= Source excerpt =
+++

Update (11-June-2009): The new version of this album on CD released by Elektra / Rhino in 2004 has 10 Bonus Tracks, 8 of which were previously unissued. The 1994 remastered version sounds good, but this 2004 version sounds much better, with only one change in the song "Does It Really Happen?": there is a section of this song were the keyboards originally had a fade-in. In this 2004 version the fade in wasn`t included. The keyboards don`t start with a fade-in.

In the Bonus Tracks, they included the single versions of "Into the Lens (I am a Camera)" and "Run Through the Light". Both versions are a bit different from the original versions, not only in lenght. Also, there are some instrumental Demos recorded only by Squire, White and Howe which I think demonstrate how the band was trying to find a new style after Wakeman and Anderson left them. Both instrumental songs are simple and tending to a New Wave style. There are two "Tracking Session" versions of "Tempus Fugit" and "White Car", both a bit different than the released versions on the original album. And finally, the 2004 CD version includes songs recorded during the Paris Sessions done in late 1979 with Roy Thomas Baker as producer. Most of this songs are unfinished recordings, lacking in most cases the full line-up`s input, with Wakeman, Anderson and White being the only members full-time present. These songs really show why the "Tormato" line-up finally split after the Paris sessions. While the songs in "Drama" are heavier and more "modern Pop" in style, the songs from the Paris Sessions were more influenced by Anderson and Wakeman, tending more to a New Age / Prog / Pop style than to the New Wave style that the rest of the members of the band were searching as a more updated commercial sound for the eighties. The only exception is "Dancing Through the Light" which sounds like an earlier version of "Run Through the Light" but with a different structure and with a Dance / Pop style and with Anderson`s vocals sounding like sung using a vocoder.

+++

= Material to process =
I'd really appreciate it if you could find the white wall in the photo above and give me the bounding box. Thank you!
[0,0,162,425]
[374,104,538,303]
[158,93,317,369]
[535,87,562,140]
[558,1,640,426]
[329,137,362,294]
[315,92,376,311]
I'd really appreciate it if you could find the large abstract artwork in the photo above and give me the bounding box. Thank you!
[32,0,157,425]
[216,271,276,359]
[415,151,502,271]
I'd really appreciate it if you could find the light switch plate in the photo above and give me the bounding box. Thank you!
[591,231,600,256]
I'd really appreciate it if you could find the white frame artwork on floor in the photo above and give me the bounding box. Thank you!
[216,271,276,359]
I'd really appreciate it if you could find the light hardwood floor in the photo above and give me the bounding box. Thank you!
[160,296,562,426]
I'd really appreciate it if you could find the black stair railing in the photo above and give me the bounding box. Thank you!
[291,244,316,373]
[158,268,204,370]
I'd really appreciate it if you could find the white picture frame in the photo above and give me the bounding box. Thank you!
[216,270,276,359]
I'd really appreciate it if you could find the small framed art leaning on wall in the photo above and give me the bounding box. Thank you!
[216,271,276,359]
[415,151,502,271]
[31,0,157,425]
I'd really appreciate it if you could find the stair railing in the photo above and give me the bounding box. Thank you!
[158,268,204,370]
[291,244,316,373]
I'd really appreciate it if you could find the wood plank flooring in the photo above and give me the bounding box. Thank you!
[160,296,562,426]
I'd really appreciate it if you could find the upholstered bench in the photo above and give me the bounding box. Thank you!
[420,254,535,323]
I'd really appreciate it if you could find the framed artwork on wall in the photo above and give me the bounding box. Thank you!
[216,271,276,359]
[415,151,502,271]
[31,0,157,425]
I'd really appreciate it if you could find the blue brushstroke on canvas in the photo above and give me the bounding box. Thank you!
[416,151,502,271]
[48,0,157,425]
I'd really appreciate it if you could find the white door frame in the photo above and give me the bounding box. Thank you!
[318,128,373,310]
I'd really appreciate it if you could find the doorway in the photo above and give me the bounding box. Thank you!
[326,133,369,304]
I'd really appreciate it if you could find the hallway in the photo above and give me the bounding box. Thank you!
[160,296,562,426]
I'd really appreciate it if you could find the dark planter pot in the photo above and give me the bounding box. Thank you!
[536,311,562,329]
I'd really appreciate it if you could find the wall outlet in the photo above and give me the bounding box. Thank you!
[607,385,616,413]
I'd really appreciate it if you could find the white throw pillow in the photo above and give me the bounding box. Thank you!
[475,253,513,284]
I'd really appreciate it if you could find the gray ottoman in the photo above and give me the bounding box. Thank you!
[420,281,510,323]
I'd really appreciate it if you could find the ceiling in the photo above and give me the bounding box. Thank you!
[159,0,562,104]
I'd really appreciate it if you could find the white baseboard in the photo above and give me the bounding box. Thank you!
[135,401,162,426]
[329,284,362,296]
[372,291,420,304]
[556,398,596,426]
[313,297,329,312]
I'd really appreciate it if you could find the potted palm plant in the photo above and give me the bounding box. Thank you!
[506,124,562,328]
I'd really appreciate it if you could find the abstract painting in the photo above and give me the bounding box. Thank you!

+++

= Given request 1 =
According to the album review, who produced the Paris Sessions recorded in late 1979?
= Given request 2 =
Write everything in the records from the line containing "I'd really appreciate it if you could find the dark" down to the line containing "[159,0,562,104]" as a JSON list of strings, one string per line.
The album review and the records have nothing to do with each other.

= Task response 1 =
Roy Thomas Baker

= Task response 2 =
[
  "I'd really appreciate it if you could find the dark planter pot in the photo above and give me the bounding box. Thank you!",
  "[536,311,562,329]",
  "I'd really appreciate it if you could find the wall outlet in the photo above and give me the bounding box. Thank you!",
  "[607,385,616,413]",
  "I'd really appreciate it if you could find the white throw pillow in the photo above and give me the bounding box. Thank you!",
  "[475,253,513,284]",
  "I'd really appreciate it if you could find the gray ottoman in the photo above and give me the bounding box. Thank you!",
  "[420,281,510,323]",
  "I'd really appreciate it if you could find the ceiling in the photo above and give me the bounding box. Thank you!",
  "[159,0,562,104]"
]